begin TEXT EXCERPT
I find this kind of fascinating.
The Shade seems made for trade-waiting. It's a limited series, but it's long enough—12 issues—that it's not in either the I Would Like To Read This Indefinitely category or the I'll Give This A Shot Since It's Only A Couple Of Issues category of comics. It's setting and relevance are also in question, given that it appears to be set in the pre-New 52 DCU, not the post-Flashpoint New 52 U, in which The Shade and his history as fans have come to know and love it can even exist. I was curious about the book because it was announced with such a stellar art line-up—each issue by different artists which, further down the line, were to include the likes of Jill Thompson—but given Robinson's recent track record and my uncertainty about the state of The Shade, I wanted to wait until the reviews were in.
I'm sure part of the problem is that DC ruined James Robinson's "brand" over the course of the last few years (And/or James Robinson ruined his own brand by writing all those shitty comics for DC that erased a lot of the goodwill he had built up as the writer of Starman).
end TEXT EXCERPT
begin AVAILABLE DATA
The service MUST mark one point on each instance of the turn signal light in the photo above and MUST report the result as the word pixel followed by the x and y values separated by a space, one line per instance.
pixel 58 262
end AVAILABLE DATA
=== TASKS TO COMPLETE ===
1: Translate this sentence from the excerpt about The Shade into Spanish: "I find this kind of fascinating."
2: Reproduce the part of the excerpt about The Shade that begins at the words "I'm sure part" and stops after "writer of Starman).".
3: Answer these questions from the excerpt about The Shade.
(a) How many issues does The Shade run?
(b) Which artist is named as one who was to work on later issues?
(c) As the writer of which comic did Robinson build up goodwill?
The lines are separate material and are not part of the excerpt about The Shade.

=== TASK RESPONSES ===
1: Esto me parece algo fascinante.

2:
I'm sure part of the problem is that DC ruined James Robinson's "brand" over the course of the last few years (And/or James Robinson ruined his own brand by writing all those shitty comics for DC that erased a lot of the goodwill he had built up as the writer of Starman).

3:
(a) 12 issues
(b) Jill Thompson
(c) Starman